* EXERCISE DIRECTIONS
Please reproduce the items below line by line, putting "receives one marker" wherever "gets one dot" appears and changing nothing else.

* AVAILABLE RECORDS
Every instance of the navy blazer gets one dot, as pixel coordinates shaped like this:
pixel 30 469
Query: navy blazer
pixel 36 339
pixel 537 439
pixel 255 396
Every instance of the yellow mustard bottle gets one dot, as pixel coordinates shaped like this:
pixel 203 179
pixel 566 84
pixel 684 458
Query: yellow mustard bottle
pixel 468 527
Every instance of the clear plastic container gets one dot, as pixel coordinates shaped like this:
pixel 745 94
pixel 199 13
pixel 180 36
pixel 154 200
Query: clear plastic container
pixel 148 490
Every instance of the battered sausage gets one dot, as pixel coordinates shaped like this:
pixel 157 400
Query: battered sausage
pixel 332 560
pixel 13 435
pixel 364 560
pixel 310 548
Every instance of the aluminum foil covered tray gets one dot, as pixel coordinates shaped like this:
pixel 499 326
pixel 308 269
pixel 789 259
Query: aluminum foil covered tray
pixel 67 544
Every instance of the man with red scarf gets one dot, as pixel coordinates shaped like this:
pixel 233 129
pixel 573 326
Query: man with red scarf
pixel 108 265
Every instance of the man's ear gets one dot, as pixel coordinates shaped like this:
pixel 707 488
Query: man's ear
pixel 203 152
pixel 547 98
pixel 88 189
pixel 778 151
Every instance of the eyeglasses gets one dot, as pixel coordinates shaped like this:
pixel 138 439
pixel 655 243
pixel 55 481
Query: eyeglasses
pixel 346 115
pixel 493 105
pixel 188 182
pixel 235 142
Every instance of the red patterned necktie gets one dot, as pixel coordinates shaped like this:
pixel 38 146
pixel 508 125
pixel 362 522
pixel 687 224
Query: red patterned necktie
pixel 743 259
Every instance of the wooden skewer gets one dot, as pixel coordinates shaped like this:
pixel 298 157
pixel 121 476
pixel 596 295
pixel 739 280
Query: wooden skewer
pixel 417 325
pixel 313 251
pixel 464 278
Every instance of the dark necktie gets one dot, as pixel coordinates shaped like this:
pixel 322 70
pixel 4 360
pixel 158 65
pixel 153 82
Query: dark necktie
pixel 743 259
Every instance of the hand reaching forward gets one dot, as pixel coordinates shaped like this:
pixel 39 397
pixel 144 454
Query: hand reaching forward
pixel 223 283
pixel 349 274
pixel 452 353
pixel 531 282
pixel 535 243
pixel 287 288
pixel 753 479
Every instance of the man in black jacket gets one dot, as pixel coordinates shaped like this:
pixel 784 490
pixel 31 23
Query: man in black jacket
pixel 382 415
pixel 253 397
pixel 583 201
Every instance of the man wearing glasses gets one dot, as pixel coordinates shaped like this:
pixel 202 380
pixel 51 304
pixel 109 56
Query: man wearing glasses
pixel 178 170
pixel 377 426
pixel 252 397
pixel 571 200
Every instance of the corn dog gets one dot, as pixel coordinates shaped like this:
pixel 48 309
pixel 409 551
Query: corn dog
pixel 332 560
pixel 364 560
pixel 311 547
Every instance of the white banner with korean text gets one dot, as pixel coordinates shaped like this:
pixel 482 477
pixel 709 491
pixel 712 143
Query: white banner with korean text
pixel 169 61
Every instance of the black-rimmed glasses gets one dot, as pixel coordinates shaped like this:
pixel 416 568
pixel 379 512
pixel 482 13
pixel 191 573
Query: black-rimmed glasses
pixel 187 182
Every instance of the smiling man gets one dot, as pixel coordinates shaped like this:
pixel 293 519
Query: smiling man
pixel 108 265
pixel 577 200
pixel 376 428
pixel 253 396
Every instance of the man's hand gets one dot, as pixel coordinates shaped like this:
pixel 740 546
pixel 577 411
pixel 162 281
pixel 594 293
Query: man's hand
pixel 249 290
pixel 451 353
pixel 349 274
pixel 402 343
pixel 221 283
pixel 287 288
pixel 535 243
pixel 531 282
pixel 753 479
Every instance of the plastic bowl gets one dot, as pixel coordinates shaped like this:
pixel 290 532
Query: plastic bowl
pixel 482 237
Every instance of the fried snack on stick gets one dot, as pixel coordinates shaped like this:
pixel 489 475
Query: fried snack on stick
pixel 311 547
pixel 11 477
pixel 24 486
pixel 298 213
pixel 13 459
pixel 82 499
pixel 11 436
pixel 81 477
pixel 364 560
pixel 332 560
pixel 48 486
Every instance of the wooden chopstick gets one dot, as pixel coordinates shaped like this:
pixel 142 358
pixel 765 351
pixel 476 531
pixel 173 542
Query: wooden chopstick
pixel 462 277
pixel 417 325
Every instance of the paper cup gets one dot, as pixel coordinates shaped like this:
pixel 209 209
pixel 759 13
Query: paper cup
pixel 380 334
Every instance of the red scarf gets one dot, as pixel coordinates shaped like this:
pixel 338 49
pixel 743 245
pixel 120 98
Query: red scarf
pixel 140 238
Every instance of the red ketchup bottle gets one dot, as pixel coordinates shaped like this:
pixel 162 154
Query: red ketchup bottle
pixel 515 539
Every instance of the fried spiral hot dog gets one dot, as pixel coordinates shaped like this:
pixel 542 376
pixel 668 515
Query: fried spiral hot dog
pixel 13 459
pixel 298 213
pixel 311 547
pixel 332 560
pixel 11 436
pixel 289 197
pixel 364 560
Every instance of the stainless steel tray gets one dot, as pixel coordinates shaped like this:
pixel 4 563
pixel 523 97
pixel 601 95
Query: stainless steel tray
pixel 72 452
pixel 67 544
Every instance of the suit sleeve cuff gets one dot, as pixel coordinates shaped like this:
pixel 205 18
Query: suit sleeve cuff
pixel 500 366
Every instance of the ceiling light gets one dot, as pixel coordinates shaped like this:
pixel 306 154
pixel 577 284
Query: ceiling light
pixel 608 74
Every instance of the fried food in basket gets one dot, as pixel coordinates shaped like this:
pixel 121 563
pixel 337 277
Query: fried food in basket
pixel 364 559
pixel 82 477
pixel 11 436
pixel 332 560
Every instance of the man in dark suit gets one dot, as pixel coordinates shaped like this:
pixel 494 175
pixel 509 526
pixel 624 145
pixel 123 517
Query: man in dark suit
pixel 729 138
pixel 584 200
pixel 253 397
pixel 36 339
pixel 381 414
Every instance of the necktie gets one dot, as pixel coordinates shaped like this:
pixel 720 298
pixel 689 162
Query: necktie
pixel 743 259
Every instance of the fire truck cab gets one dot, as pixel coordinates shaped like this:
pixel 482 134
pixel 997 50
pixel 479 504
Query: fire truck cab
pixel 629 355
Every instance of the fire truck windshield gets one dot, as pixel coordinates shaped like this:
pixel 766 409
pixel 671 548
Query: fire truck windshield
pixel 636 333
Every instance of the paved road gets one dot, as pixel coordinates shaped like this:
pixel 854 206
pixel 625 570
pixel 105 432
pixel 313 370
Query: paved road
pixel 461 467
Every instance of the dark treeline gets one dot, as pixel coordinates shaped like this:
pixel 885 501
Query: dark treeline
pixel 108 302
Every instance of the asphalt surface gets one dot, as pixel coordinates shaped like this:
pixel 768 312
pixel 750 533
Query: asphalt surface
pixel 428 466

* FINAL ANSWER
Every instance of the navy blazer receives one marker, as pixel coordinates shaped like this:
pixel 30 469
Query: navy blazer
pixel 36 339
pixel 537 439
pixel 255 396
Every instance of the yellow mustard bottle receives one marker, as pixel coordinates shaped like this:
pixel 203 179
pixel 566 84
pixel 684 458
Query: yellow mustard bottle
pixel 468 527
Every instance of the clear plastic container receives one marker, as pixel coordinates shaped like this:
pixel 745 94
pixel 199 13
pixel 180 36
pixel 154 200
Query: clear plastic container
pixel 148 490
Every instance of the battered sausage receives one marker, as pixel coordinates shaped like this:
pixel 157 400
Query: battered sausage
pixel 332 560
pixel 13 435
pixel 364 560
pixel 310 548
Every instance of the aluminum foil covered tray receives one marker, as pixel coordinates shaped like this:
pixel 499 326
pixel 308 269
pixel 789 259
Query: aluminum foil covered tray
pixel 67 544
Every instance of the man with red scarf receives one marker, as pixel coordinates shaped like this:
pixel 233 129
pixel 573 326
Query: man with red scarf
pixel 108 265
Every instance of the man's ear receives one marker, as pixel coordinates shaped like this:
pixel 707 488
Query: man's ear
pixel 203 152
pixel 547 98
pixel 88 189
pixel 778 151
Every instance of the eyeglasses receives one marker, as pixel coordinates shaped like this:
pixel 138 439
pixel 655 243
pixel 55 481
Query: eyeglasses
pixel 346 115
pixel 493 105
pixel 188 182
pixel 235 142
Every instance of the red patterned necktie receives one marker, as pixel coordinates shaped like this:
pixel 38 146
pixel 508 125
pixel 362 522
pixel 687 224
Query: red patterned necktie
pixel 743 259
Every instance of the wooden skewer receives one marker, as pixel coordinates shaped like this:
pixel 298 157
pixel 121 476
pixel 596 295
pixel 739 280
Query: wooden skewer
pixel 417 325
pixel 313 251
pixel 464 278
Every instance of the dark necktie receives one marker, as pixel coordinates shaped like this:
pixel 322 70
pixel 4 360
pixel 158 65
pixel 153 82
Query: dark necktie
pixel 743 259
Every instance of the hand reaching forward receives one marker, as pixel coordinates shaped like this:
pixel 39 397
pixel 144 454
Query: hand reaching forward
pixel 223 283
pixel 349 274
pixel 452 353
pixel 531 282
pixel 535 243
pixel 287 288
pixel 753 479
Every instance of the man in black jacket receives one marker, as pixel coordinates shaped like this:
pixel 784 490
pixel 31 23
Query: man in black jacket
pixel 382 415
pixel 253 397
pixel 583 201
Every instance of the man wearing glasses receives one marker, as pixel coordinates shaped like this:
pixel 202 380
pixel 51 304
pixel 109 56
Query: man wearing glasses
pixel 178 170
pixel 377 426
pixel 252 397
pixel 571 200
Every instance of the corn dog receives one marker, as pixel coordinates shaped like this:
pixel 48 309
pixel 409 551
Query: corn dog
pixel 332 560
pixel 364 560
pixel 311 547
Every instance of the white banner with korean text receives one marker, as pixel coordinates shaped like this:
pixel 482 477
pixel 709 491
pixel 712 143
Query: white banner with korean text
pixel 169 61
Every instance of the black-rimmed glasses receives one marker, as pixel coordinates shaped like this:
pixel 416 568
pixel 379 512
pixel 482 13
pixel 191 573
Query: black-rimmed glasses
pixel 187 182
Every instance of the smiling man receives one marker, as pixel coordinates shaped like this:
pixel 293 519
Query: smiling man
pixel 108 265
pixel 577 200
pixel 376 428
pixel 253 396
Every instance of the man's hand receives one marker, as pixel coordinates shaped like this:
pixel 740 546
pixel 577 411
pixel 162 281
pixel 594 293
Query: man's hand
pixel 249 290
pixel 451 353
pixel 349 274
pixel 402 343
pixel 221 283
pixel 287 288
pixel 535 243
pixel 531 282
pixel 753 479
Every instance of the plastic bowl receives one marker, as pixel coordinates shaped like this:
pixel 290 532
Query: plastic bowl
pixel 482 237
Every instance of the fried snack on stick receives one marker, as pixel coordinates shaped like this:
pixel 489 475
Query: fried snack on stick
pixel 311 547
pixel 11 477
pixel 24 486
pixel 298 213
pixel 13 459
pixel 82 499
pixel 11 436
pixel 81 477
pixel 364 560
pixel 332 560
pixel 48 486
Every instance of the wooden chopstick receives one marker, as pixel coordinates shaped like this:
pixel 142 358
pixel 765 351
pixel 476 531
pixel 173 542
Query: wooden chopstick
pixel 462 277
pixel 417 325
Every instance of the paper cup receives one marker, as pixel coordinates shaped like this:
pixel 209 209
pixel 759 13
Query: paper cup
pixel 380 334
Every instance of the red scarf receives one marker, as pixel coordinates shaped like this:
pixel 338 49
pixel 743 245
pixel 120 98
Query: red scarf
pixel 140 238
Every instance of the red ketchup bottle receives one marker, as pixel coordinates shaped like this:
pixel 162 154
Query: red ketchup bottle
pixel 515 539
Every instance of the fried spiral hot dog receives one marker, as pixel coordinates shaped like this:
pixel 542 376
pixel 668 515
Query: fried spiral hot dog
pixel 13 459
pixel 298 213
pixel 311 547
pixel 332 560
pixel 11 436
pixel 289 197
pixel 364 560
Every instance of the stainless steel tray receives one marker, as pixel coordinates shaped like this:
pixel 4 563
pixel 523 97
pixel 601 95
Query: stainless steel tray
pixel 72 452
pixel 67 544
Every instance of the suit sleeve cuff receives one marker, as pixel coordinates shaped like this:
pixel 205 18
Query: suit sleeve cuff
pixel 500 366
Every instance of the ceiling light receives one marker, as pixel coordinates shaped like this:
pixel 306 154
pixel 577 284
Query: ceiling light
pixel 608 74
Every instance of the fried food in basket receives one marker, as pixel coordinates shaped like this:
pixel 121 563
pixel 337 277
Query: fried food in basket
pixel 364 559
pixel 82 477
pixel 11 436
pixel 332 560
Every instance of the man in dark suit receives one marker, as pixel coordinates shaped like this:
pixel 494 175
pixel 509 526
pixel 624 145
pixel 123 517
Query: man in dark suit
pixel 729 138
pixel 584 200
pixel 253 397
pixel 36 339
pixel 381 414
Every instance of the necktie receives one marker, as pixel coordinates shaped like this:
pixel 720 298
pixel 689 162
Query: necktie
pixel 743 259
Every instance of the fire truck cab receives one marker, as pixel coordinates shaped like this:
pixel 482 134
pixel 997 50
pixel 479 504
Query: fire truck cab
pixel 629 355
Every instance of the fire truck windshield receives one marker, as pixel coordinates shaped like this:
pixel 766 409
pixel 671 548
Query: fire truck windshield
pixel 636 333
Every instance of the paved road receives one marker, as pixel coordinates shaped like this:
pixel 854 206
pixel 625 570
pixel 105 432
pixel 313 370
Query: paved road
pixel 461 467
Every instance of the dark treeline receives one marker, as pixel coordinates shaped like this:
pixel 885 501
Query: dark treeline
pixel 108 302
Every instance of the asphalt surface receives one marker, as pixel coordinates shaped like this:
pixel 768 312
pixel 750 533
Query: asphalt surface
pixel 428 466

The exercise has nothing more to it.